— Text —
*-*-*

Want to steer clear of professional judgment traps? New resource sets auditors on the right path

In this Audit Quality Blog post, Eric Turner, principal, Auditing and Assurance Standards, CPA Canada, discusses a U.S. resource designed to help auditors increase their awareness of their judgment tendencies, traps and biases.

The U.S. Center for Audit Quality (CAQ) issued a resource designed to provide auditors with a decision-making process to guide their thinking and increase their awareness of their own judgment tendencies, traps and biases.

The increasing complexity of business transactions, the development of principles-based auditing and accounting standards, the increasing focus on estimates and other highly subjective elements create judgment challenges that are driving many auditors to use a decision-making process to facilitate making consistent judgments in a professionally skeptical manner. The CAQ has developed one such process.

So what does the process look like? There is a sequence of elements for ease of presentation, training and practical use, but these are intended to be used in an iterative manner:

  • identify and define the issue
  • gather the facts and relevant information
  • perform the analysis and identify alternatives
  • make the decision
  • review and complete the documentation and rationale for the conclusion

The elements may be logical and very familiar to many auditors, but where the resource is most helpful is in providing for each element the insights, considerations and common judgment tendencies that can potentially lead to bias and weaken the process.

*-*-*

— Supplied information —
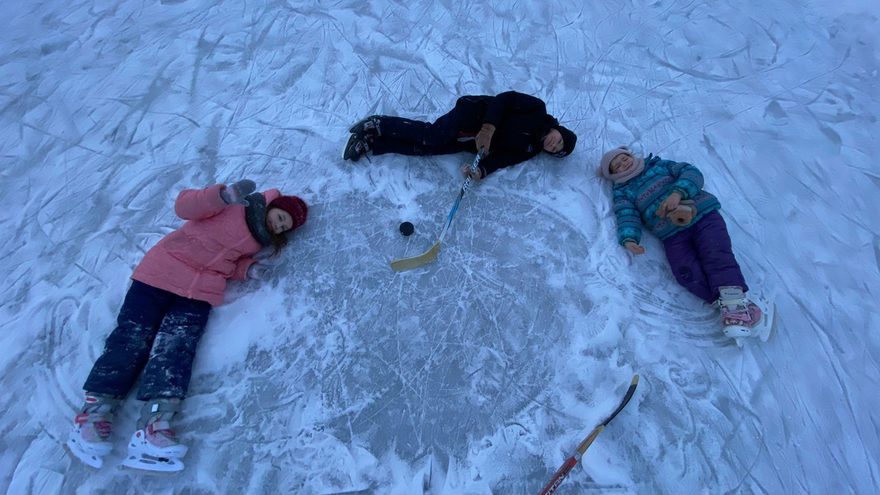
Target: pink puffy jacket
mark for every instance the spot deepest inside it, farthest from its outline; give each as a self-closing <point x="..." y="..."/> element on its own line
<point x="196" y="260"/>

*-*-*

— Exercise requirements —
1. Which organization issued the decision-making resource described in the post on audit judgment?
2. Continue the post on audit judgment from its last sentence.
The data above is separate material from the post on audit judgment.

— Responses per task —
1. The U.S. Center for Audit Quality (CAQ).

2.
Tendencies can influence an auditor’s professional skepticism and the resulting judgments. For example, a common judgment tendency is known as anchoring — when the auditor makes an assessment starting from an initial numerical value such as management’s estimate and then adjusts insufficiently away from that initial value in forming a final judgment. The anchoring tendency concept is relatively easy to understand but how do you avoid it? The resource provides some strategies specifically designed to counteract different tendencies such as anchoring. So with respect to anchoring, an auditor might solicit input from others, or consider the potential for management bias by seeking audit evidence such as industry benchmarks that provide alternatives to management’s estimate.

Documenting the auditor’s judgments is a key element of the process but is frequently not done well. The CAQ resource provides guidelines to aid the documentation of the auditor’s decision-making. These are not intended to be all-inclusive or required to be considered in every case but are useful reminders.

Applying professional judgment is becoming ever more complex. There are many reasons why a judgment may not turn out to be the right one. But this resource should increase awareness about the most common traps and biases in making judgments and practical means for avoiding them. It provides useful reading for auditors at all levels on a topic that is vital to audit quality.

Keep the conversation going

Does the CAQ resource touch on all the key issues in your view? How do you think the resource might be best used in practice? What else might improve auditor judgment decisions?

Post a comment below; or email me directly.

Eric

CPA Canada's Audit Quality Blog is designed to create an exchange of ideas on global audit quality developments and issues and their impact in Canada.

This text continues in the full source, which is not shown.